* [AVAILABLE DATA]:
>>>
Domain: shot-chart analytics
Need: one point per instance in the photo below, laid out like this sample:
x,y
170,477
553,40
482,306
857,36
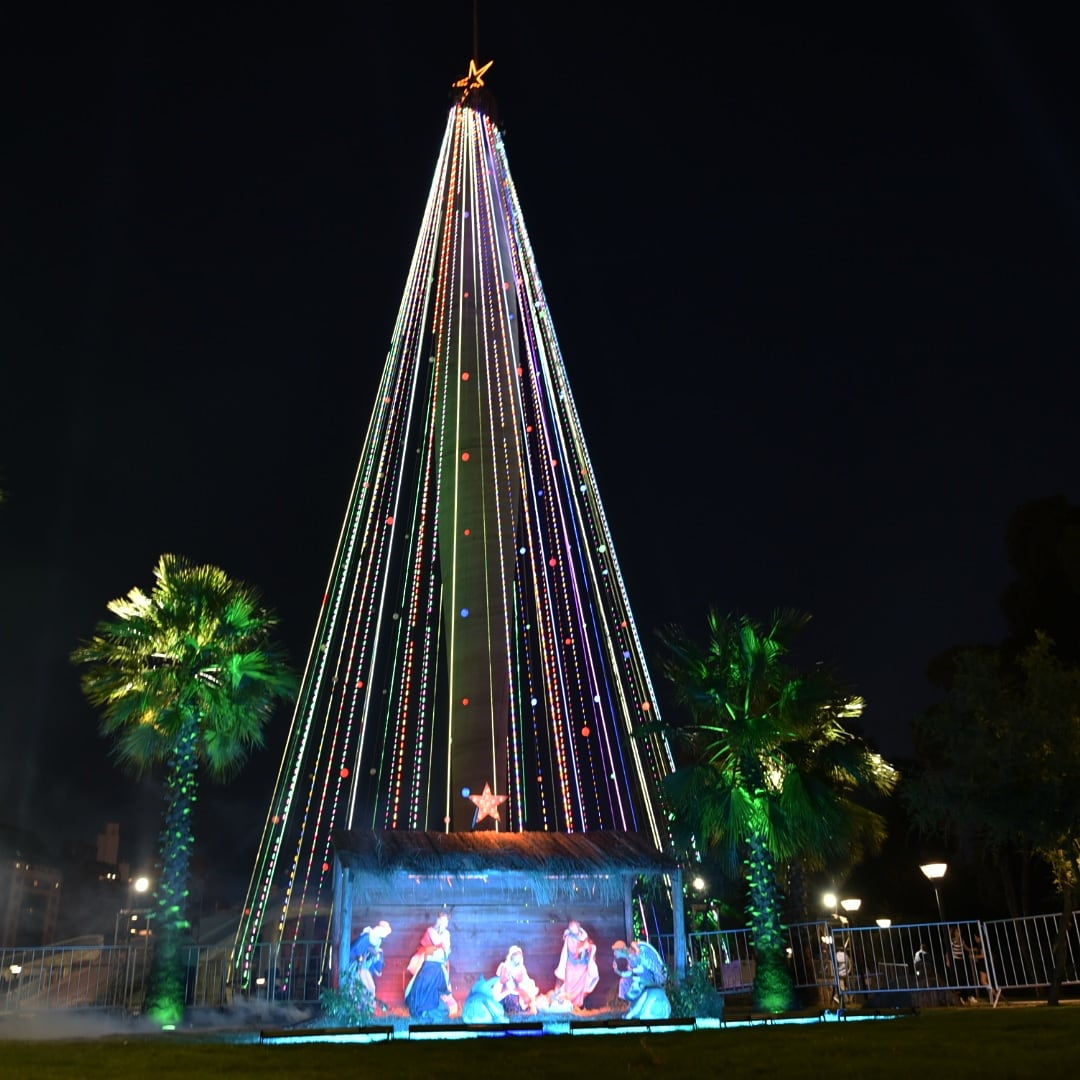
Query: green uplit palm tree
x,y
768,771
184,677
<<<
* [YOUR OBJECTIVE]:
Reproduce every line of the data above verbatim, leaving out the pictures.

* [THE OUTPUT]:
Domain: shot-chart analytics
Need: one point per instance in the photo below, laid out like this sample:
x,y
170,477
553,40
482,306
857,36
Query: green uplit palm tree
x,y
768,771
184,677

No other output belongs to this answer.